What you will do: Starting with the line with "Would you be so kind as to point out the paved" and going on through the end of the rows, write those lines again with "in this photograph" renamed to "in this image" wherever it occurs and everything else unchanged. Leave the pictures out of your answer.

Excerpts of location labeling data:
--------------------------------
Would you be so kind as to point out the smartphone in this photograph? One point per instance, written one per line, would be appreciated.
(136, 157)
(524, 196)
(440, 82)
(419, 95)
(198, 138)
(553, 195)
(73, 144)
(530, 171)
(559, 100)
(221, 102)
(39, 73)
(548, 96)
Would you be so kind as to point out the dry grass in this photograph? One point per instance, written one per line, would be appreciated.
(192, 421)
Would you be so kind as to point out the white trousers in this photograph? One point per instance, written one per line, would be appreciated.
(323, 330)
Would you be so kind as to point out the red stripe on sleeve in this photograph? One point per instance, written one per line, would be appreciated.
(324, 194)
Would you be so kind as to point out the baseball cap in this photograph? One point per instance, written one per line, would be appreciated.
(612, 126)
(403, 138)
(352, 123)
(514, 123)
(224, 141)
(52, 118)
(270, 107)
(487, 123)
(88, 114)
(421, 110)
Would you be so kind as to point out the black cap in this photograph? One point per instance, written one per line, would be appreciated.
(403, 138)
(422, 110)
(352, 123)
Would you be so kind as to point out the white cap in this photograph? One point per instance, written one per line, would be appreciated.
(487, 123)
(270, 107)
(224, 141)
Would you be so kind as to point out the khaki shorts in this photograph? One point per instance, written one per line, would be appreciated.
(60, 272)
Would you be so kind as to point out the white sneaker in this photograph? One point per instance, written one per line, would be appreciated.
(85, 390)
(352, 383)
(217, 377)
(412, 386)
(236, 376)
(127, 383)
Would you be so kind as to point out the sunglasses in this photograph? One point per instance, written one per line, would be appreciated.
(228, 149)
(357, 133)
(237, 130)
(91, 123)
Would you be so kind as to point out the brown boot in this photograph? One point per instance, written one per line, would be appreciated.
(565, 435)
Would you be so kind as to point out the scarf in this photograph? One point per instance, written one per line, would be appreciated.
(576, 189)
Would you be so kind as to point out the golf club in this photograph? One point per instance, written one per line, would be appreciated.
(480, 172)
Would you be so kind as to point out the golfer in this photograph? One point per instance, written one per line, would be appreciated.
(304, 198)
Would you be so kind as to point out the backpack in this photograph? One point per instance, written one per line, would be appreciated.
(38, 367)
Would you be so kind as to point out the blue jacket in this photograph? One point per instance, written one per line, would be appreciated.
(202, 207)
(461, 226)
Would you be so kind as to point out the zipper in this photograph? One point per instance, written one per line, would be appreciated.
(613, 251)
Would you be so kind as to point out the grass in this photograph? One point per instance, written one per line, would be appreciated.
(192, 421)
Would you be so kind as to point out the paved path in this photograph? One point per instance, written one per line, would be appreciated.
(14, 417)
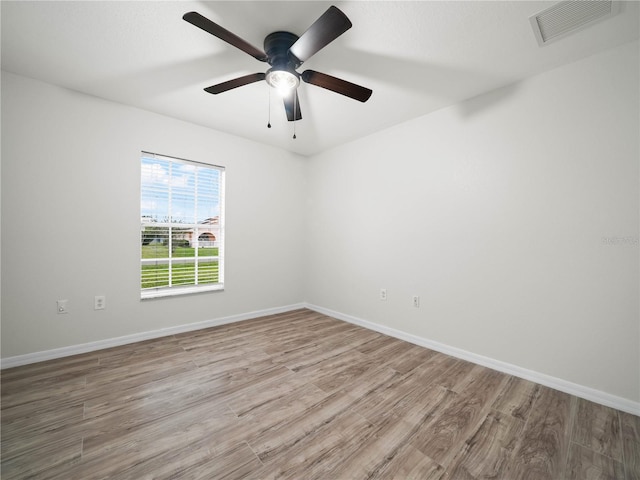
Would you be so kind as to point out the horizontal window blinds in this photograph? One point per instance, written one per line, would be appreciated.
--------------------------------
Task output:
Would you be so kind as to point out the paved path in this image? One point per instance, written one per line, would be appreciated.
(14, 417)
Would you be so kind as to point out the horizontal window blinds in this image? One point per instance, written one per line, would be appreciated.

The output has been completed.